* Work to complete *
Pull out each line of the data below that contains the string "background", and list those lines in the order they appear.

* Available data *
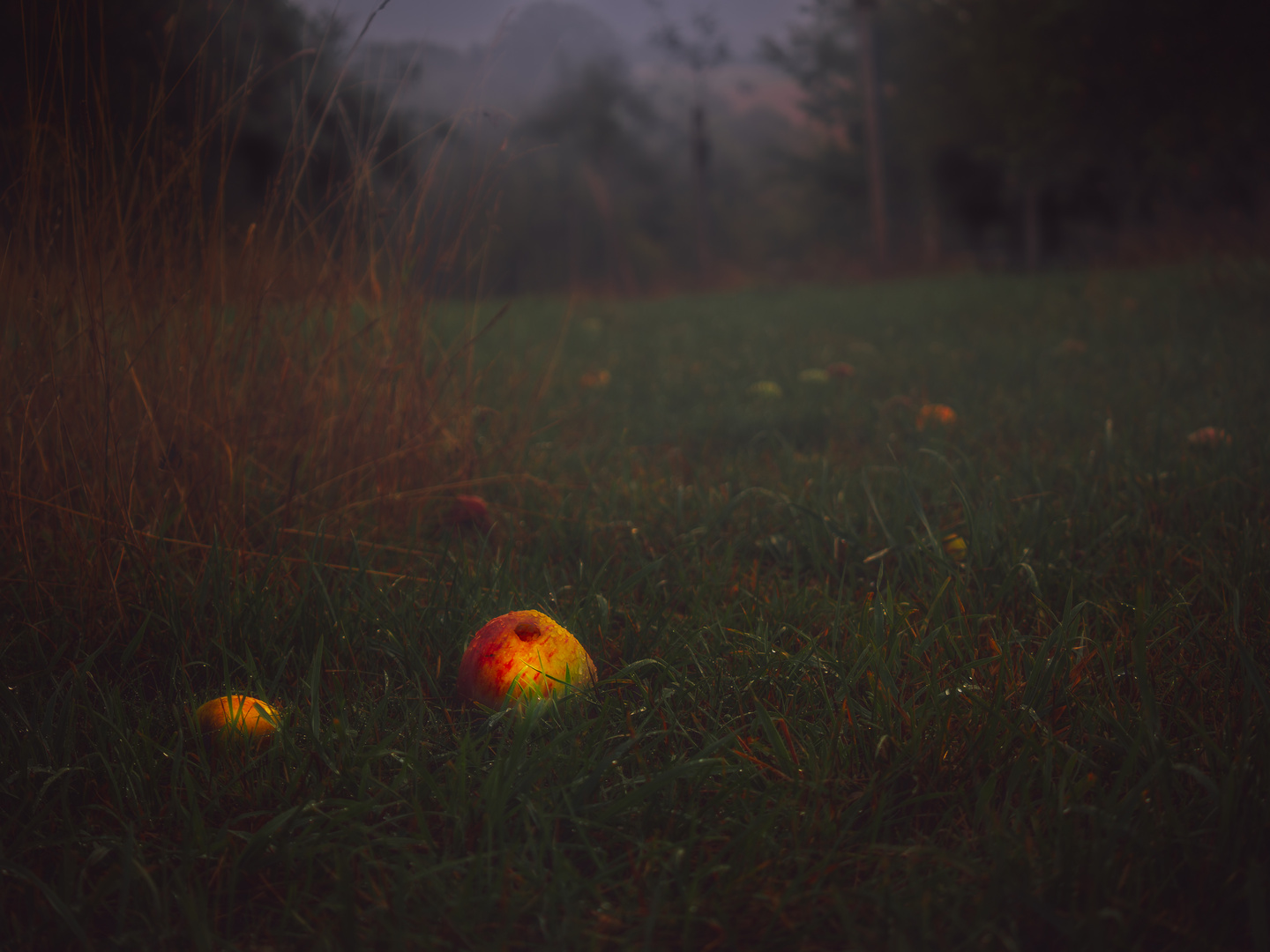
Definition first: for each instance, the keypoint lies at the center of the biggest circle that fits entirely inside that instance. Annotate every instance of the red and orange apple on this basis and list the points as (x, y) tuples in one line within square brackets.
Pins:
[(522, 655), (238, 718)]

...

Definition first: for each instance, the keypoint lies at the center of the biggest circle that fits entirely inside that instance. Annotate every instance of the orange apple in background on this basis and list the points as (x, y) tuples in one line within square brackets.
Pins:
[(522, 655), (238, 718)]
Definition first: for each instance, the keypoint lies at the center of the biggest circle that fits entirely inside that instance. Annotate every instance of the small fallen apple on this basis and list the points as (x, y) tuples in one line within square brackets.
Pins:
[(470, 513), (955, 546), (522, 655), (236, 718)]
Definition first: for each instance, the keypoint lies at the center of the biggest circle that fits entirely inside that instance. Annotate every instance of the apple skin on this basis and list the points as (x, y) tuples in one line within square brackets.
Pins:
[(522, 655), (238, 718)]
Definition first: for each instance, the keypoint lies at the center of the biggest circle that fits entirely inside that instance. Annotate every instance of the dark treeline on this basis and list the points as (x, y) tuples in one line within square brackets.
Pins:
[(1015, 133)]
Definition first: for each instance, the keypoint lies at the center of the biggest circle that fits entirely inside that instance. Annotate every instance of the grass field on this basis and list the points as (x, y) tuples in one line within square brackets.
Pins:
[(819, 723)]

==

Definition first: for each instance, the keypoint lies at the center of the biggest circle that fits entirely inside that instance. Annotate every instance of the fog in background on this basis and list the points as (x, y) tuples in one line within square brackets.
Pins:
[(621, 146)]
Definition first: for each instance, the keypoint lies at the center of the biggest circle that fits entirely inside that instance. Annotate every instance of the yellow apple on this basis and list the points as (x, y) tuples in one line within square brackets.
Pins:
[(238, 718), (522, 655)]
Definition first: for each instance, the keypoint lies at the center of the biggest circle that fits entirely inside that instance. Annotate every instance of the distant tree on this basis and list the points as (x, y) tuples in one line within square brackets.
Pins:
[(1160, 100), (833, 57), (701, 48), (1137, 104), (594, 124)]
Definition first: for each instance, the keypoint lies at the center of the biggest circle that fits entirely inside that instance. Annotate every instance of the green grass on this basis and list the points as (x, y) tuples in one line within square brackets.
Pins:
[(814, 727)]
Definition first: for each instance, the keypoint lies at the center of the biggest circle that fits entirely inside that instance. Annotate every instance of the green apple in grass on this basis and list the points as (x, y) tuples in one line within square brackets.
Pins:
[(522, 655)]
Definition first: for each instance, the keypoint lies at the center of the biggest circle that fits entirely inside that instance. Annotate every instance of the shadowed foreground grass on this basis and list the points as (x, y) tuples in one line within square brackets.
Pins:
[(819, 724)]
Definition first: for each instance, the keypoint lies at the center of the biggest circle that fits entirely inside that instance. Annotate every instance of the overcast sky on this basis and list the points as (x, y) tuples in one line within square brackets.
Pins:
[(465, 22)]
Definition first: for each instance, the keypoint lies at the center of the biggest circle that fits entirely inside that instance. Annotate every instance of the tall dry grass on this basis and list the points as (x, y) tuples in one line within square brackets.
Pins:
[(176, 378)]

* Task solution *
Definition first: for each instance, the keypoint lies at the center of the biggest circle that fits entirely inside that instance. Annotate every instance of the orange apple in background on this basis and list the points as (x, y) tuples in one line within square brackets.
Definition first: for each instance, the keypoint lies at the center of the biggest circle that fits entirely inside that instance. Annotate every instance of the fog in background on this basis and list the points as (x, y) tuples in one line within square brackets.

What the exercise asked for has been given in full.